■ **What you should do**
Update every item below by changing "put a marker on" to "place a dot on" wherever it occurs, and leave all other text as it is.

■ **Raw data**
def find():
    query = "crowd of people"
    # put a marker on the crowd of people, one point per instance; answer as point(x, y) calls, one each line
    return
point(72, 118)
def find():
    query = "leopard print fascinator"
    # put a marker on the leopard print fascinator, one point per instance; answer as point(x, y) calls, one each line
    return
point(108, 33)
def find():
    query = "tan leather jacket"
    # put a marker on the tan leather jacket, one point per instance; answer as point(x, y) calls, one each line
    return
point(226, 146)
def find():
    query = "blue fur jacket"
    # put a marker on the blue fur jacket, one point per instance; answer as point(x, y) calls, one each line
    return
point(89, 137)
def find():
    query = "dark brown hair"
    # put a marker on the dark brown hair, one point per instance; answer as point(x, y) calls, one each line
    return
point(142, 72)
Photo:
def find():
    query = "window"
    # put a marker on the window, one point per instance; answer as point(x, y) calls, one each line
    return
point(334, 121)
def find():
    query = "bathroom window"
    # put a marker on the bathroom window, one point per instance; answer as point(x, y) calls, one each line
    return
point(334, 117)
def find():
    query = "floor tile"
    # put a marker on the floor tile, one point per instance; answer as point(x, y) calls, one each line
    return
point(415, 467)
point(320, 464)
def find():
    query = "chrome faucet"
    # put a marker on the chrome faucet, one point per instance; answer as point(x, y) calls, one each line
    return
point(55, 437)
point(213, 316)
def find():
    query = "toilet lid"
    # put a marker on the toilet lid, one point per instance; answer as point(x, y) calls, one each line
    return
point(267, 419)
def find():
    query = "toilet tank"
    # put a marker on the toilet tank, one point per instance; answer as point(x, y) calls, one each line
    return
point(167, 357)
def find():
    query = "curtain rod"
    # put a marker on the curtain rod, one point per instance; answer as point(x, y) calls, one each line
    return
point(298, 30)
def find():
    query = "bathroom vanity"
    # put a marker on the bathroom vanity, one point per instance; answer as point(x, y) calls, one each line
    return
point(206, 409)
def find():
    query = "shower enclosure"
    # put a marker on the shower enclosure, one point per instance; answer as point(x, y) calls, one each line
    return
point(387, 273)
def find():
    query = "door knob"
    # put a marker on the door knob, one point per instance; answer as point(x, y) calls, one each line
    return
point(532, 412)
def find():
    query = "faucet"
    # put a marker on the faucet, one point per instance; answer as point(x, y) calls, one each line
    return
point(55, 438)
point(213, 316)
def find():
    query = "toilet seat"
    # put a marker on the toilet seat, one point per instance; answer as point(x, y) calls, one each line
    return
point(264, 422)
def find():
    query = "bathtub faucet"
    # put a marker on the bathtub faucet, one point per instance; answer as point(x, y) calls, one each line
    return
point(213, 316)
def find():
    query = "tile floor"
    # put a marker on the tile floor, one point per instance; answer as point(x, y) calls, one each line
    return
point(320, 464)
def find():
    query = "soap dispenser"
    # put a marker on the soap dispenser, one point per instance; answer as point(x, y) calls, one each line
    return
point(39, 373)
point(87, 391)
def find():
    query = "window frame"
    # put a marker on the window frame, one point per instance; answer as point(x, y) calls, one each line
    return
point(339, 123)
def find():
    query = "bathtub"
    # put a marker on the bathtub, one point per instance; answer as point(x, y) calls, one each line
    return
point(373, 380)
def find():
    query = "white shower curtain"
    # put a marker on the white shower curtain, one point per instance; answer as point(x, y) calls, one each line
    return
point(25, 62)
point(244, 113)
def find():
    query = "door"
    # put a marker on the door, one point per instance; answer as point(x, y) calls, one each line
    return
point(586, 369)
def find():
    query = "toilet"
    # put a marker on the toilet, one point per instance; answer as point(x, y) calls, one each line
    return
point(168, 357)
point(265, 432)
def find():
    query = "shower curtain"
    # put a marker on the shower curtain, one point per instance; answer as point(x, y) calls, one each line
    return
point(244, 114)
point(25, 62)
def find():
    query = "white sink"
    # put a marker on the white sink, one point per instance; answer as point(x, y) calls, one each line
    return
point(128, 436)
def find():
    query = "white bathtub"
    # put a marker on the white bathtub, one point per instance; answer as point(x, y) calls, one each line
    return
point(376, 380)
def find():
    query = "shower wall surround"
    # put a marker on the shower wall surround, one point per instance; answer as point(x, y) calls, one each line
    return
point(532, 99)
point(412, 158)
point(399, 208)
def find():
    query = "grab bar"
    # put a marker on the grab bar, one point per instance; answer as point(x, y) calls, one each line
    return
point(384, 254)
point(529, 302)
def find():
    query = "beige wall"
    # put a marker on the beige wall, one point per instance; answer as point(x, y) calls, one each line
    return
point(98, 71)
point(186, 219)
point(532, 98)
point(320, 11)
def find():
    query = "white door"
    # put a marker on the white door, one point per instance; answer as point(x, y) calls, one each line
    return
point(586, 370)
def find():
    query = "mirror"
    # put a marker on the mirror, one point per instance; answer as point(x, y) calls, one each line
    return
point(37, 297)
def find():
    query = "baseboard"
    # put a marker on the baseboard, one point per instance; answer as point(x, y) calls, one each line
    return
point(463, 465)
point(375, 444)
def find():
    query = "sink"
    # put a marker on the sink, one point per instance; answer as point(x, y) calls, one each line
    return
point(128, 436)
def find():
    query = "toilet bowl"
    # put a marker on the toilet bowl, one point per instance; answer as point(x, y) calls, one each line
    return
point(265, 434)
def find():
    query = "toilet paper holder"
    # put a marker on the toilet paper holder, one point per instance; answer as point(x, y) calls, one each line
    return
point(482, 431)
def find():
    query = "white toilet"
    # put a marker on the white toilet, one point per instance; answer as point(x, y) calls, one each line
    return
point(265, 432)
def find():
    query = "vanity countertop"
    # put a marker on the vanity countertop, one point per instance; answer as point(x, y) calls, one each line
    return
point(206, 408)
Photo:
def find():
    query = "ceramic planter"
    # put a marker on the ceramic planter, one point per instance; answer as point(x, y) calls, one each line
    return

■ **Answer to the problem**
def find():
    query = "crowd of people"
    # place a dot on the crowd of people, one point per instance; answer as point(x, y) calls, one each line
    return
point(72, 118)
def find():
    query = "leopard print fascinator"
    # place a dot on the leopard print fascinator, one point per instance; answer as point(x, y) calls, one each line
    return
point(108, 33)
def find():
    query = "tan leather jacket"
    # place a dot on the tan leather jacket, one point per instance; answer as point(x, y) calls, one each line
    return
point(226, 146)
def find():
    query = "blue fur jacket"
    # place a dot on the blue fur jacket, one point per instance; answer as point(x, y) calls, one each line
    return
point(89, 137)
def find():
    query = "dark brown hair"
    # place a dot on the dark brown hair, one point per instance; answer as point(x, y) calls, one each line
    return
point(142, 72)
Photo:
def find():
    query = "window"
    # place a dot on the window, one point per instance; answer as point(x, y) calls, one each line
    return
point(334, 121)
def find():
    query = "bathroom window"
    # place a dot on the bathroom window, one point per instance; answer as point(x, y) calls, one each line
    return
point(334, 117)
def find():
    query = "floor tile"
    # place a dot on the floor tile, one point per instance; answer as point(x, y) calls, one each line
    return
point(415, 467)
point(320, 464)
def find():
    query = "chrome faucet"
    # place a dot on the chrome faucet, one point per instance; answer as point(x, y) calls, one each line
    return
point(55, 437)
point(213, 316)
def find():
    query = "toilet lid"
    # place a dot on the toilet lid, one point per instance; answer as point(x, y) calls, one each line
    return
point(267, 419)
def find():
    query = "toilet tank"
    # place a dot on the toilet tank, one point per instance; answer as point(x, y) calls, one each line
    return
point(167, 357)
def find():
    query = "curtain rod"
    # place a dot on the curtain rod, one point per instance; answer as point(x, y) calls, one each line
    return
point(298, 30)
def find():
    query = "bathroom vanity"
    # place a dot on the bathroom vanity, one point per instance; answer as point(x, y) calls, one each line
    return
point(206, 409)
def find():
    query = "shower enclosure"
    # place a dot on the shower enclosure, one point per instance; answer as point(x, y) calls, one each line
    return
point(387, 273)
def find():
    query = "door knob"
    # place a dot on the door knob, one point per instance; answer as point(x, y) calls, one each line
    return
point(532, 412)
def find():
    query = "faucet"
    # place a dot on the faucet, one point per instance; answer as point(x, y) calls, one each line
    return
point(55, 438)
point(213, 316)
def find():
    query = "toilet seat"
    # place a dot on the toilet seat, one point per instance; answer as point(x, y) calls, one each line
    return
point(264, 422)
def find():
    query = "bathtub faucet"
    # place a dot on the bathtub faucet, one point per instance; answer as point(x, y) calls, one each line
    return
point(213, 316)
def find():
    query = "tile floor"
    # place a dot on the tile floor, one point per instance; answer as point(x, y) calls, one each line
    return
point(320, 464)
def find():
    query = "soap dispenser"
    # place a dot on the soap dispenser, one point per instance; answer as point(x, y) calls, one each line
    return
point(39, 373)
point(87, 391)
def find():
    query = "window frame"
    # place a dot on the window frame, one point per instance; answer as point(x, y) calls, one each line
    return
point(339, 123)
def find():
    query = "bathtub"
    # place a dot on the bathtub, one point per instance; answer as point(x, y) calls, one each line
    return
point(373, 380)
def find():
    query = "white shower curtain"
    # place a dot on the white shower curtain, one point per instance; answer as point(x, y) calls, one each line
    return
point(25, 62)
point(244, 113)
def find():
    query = "door"
    # place a dot on the door, one point per instance; answer as point(x, y) calls, one each line
    return
point(586, 369)
def find():
    query = "toilet"
    # place a dot on the toilet, one point per instance; answer as point(x, y) calls, one each line
    return
point(168, 357)
point(265, 432)
def find():
    query = "shower curtain"
    # place a dot on the shower curtain, one point per instance; answer as point(x, y) calls, one each line
    return
point(244, 114)
point(25, 62)
def find():
    query = "white sink"
    # place a dot on the white sink, one point per instance; answer as point(x, y) calls, one each line
    return
point(128, 436)
def find():
    query = "white bathtub"
    # place a dot on the white bathtub, one point per instance; answer as point(x, y) calls, one each line
    return
point(376, 380)
def find():
    query = "shower wall surround"
    # place a dot on the shower wall surround, one point per instance; answer as point(x, y) calls, one each line
    return
point(532, 99)
point(412, 158)
point(399, 208)
def find():
    query = "grab bar"
    # place a dot on the grab bar, one point per instance; answer as point(x, y) calls, one each line
    return
point(384, 254)
point(529, 302)
def find():
    query = "beige wall"
    # place a dot on the beige wall, one point per instance; answer as point(x, y) calls, one each line
    return
point(98, 71)
point(186, 219)
point(532, 98)
point(320, 11)
def find():
    query = "white door"
    # place a dot on the white door, one point per instance; answer as point(x, y) calls, one each line
    return
point(586, 370)
def find():
    query = "mirror"
    # place a dot on the mirror, one point per instance; answer as point(x, y) calls, one each line
    return
point(37, 297)
def find():
    query = "baseboard"
    # place a dot on the baseboard, one point per instance; answer as point(x, y) calls, one each line
    return
point(463, 465)
point(375, 444)
def find():
    query = "sink"
    # place a dot on the sink, one point per instance; answer as point(x, y) calls, one each line
    return
point(128, 436)
def find():
    query = "toilet bowl"
    # place a dot on the toilet bowl, one point per instance; answer as point(x, y) calls, one each line
    return
point(265, 434)
def find():
    query = "toilet paper holder"
    # place a dot on the toilet paper holder, one point per instance; answer as point(x, y) calls, one each line
    return
point(482, 431)
def find():
    query = "white toilet"
    # place a dot on the white toilet, one point per instance; answer as point(x, y) calls, one each line
    return
point(265, 432)
def find():
    query = "vanity countertop"
    # place a dot on the vanity countertop, one point per instance; answer as point(x, y) calls, one each line
    return
point(206, 408)
Photo:
def find():
    query = "ceramic planter"
    # place a dot on the ceramic planter, one point per instance; answer as point(x, y) calls, one each line
    return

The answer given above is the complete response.